===== Material provided

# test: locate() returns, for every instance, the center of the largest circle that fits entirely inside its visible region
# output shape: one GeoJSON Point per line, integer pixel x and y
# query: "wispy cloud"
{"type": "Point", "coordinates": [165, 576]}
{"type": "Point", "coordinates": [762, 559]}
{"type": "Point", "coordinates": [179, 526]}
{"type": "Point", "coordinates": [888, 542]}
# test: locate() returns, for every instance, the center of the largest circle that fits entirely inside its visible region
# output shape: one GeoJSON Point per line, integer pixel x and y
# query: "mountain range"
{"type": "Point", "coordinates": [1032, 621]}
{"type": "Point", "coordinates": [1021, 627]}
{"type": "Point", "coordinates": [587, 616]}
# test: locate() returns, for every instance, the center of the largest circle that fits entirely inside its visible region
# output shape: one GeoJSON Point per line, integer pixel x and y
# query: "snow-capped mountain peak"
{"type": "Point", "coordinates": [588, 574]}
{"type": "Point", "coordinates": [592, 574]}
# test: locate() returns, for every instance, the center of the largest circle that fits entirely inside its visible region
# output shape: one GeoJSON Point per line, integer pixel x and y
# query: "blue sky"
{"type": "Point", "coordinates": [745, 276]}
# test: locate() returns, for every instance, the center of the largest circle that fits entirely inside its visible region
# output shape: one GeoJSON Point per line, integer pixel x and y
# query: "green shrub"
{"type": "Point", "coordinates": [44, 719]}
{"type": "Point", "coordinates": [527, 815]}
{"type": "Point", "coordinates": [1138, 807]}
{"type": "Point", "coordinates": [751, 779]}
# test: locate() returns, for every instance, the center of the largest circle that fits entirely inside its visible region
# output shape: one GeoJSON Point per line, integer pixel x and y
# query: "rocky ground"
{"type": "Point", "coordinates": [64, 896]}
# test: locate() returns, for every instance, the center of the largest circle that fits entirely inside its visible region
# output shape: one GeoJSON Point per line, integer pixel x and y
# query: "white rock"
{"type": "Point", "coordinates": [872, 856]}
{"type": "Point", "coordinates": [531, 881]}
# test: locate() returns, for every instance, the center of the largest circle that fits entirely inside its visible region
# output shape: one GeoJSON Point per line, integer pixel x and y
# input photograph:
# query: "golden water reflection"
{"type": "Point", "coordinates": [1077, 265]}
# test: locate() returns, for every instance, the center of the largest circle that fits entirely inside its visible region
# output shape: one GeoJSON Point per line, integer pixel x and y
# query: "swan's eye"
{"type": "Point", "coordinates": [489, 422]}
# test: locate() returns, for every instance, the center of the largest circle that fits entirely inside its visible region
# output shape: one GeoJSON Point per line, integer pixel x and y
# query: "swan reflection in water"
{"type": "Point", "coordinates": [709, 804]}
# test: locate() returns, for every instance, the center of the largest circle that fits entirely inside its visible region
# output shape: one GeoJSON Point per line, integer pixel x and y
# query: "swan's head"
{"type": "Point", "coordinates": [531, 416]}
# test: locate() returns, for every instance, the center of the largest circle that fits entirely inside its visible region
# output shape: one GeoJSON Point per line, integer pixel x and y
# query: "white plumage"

==========

• _Given instruction_
Write the entire listing out again, word for word.

• _Task solution_
# test: locate() returns, for every instance, the center of the largest circle that fits entirely inside its visible region
# output shape: one GeoJSON Point per line, integer pixel x and y
# query: "wispy cloud"
{"type": "Point", "coordinates": [165, 576]}
{"type": "Point", "coordinates": [762, 559]}
{"type": "Point", "coordinates": [179, 526]}
{"type": "Point", "coordinates": [888, 542]}
# test: locate() returns, for every instance, the center of the largest circle that fits entirely inside its visible region
# output shape: one GeoJSON Point per line, integer pixel x and y
# query: "mountain range"
{"type": "Point", "coordinates": [1032, 621]}
{"type": "Point", "coordinates": [1021, 627]}
{"type": "Point", "coordinates": [587, 616]}
# test: locate() returns, for every instance, the center of the largest circle that fits entirely inside its visible region
# output shape: one GeoJSON Point per line, integer pixel x and y
# query: "snow-capped mountain peak"
{"type": "Point", "coordinates": [588, 574]}
{"type": "Point", "coordinates": [592, 574]}
# test: locate() returns, for every instance, the center of the largest circle that fits entirely inside its visible region
# output shape: one GeoJSON Point per line, integer pixel x and y
# query: "blue sky"
{"type": "Point", "coordinates": [745, 276]}
# test: locate() returns, for every instance, the center of the largest circle that fits entirely inside its visible region
# output shape: one GeoJSON Point per line, integer pixel x and y
# query: "green shrub"
{"type": "Point", "coordinates": [44, 719]}
{"type": "Point", "coordinates": [527, 815]}
{"type": "Point", "coordinates": [1138, 807]}
{"type": "Point", "coordinates": [751, 779]}
# test: locate() returns, for every instance, the center of the largest circle that fits entirely inside its visible region
# output shape: one GeoJSON Point per line, integer pixel x and y
# query: "rocky ground"
{"type": "Point", "coordinates": [64, 896]}
# test: locate() returns, for every instance, the center of the largest circle that fits entirely inside its visible region
# output shape: one GeoJSON Point per line, integer pixel x and y
# query: "white rock"
{"type": "Point", "coordinates": [872, 856]}
{"type": "Point", "coordinates": [531, 881]}
# test: locate() returns, for every instance, the center of the largest circle that fits entirely inside its visible region
# output shape: one GeoJSON Point per line, integer pixel x and y
# input photograph:
# query: "golden water reflection"
{"type": "Point", "coordinates": [1077, 265]}
# test: locate() returns, for every instance, the center of the largest circle that fits entirely inside its visible region
# output shape: one GeoJSON Point per line, integer pixel x and y
# query: "swan's eye"
{"type": "Point", "coordinates": [489, 422]}
# test: locate() returns, for every instance, the center of the largest circle that fits entirely inside its visible region
# output shape: one GeoJSON Point per line, integer pixel x and y
# query: "swan reflection in water"
{"type": "Point", "coordinates": [709, 804]}
# test: locate() returns, for every instance, the center of the largest circle that fits entirely inside its visible region
# output shape: one GeoJSON Point per line, integer pixel x and y
# query: "swan's head"
{"type": "Point", "coordinates": [531, 416]}
# test: locate() returns, for every instance, the center of the largest circle that fits entirely inside its visible region
# output shape: one GeoJSON Point per line, integer pixel x and y
# query: "white plumage"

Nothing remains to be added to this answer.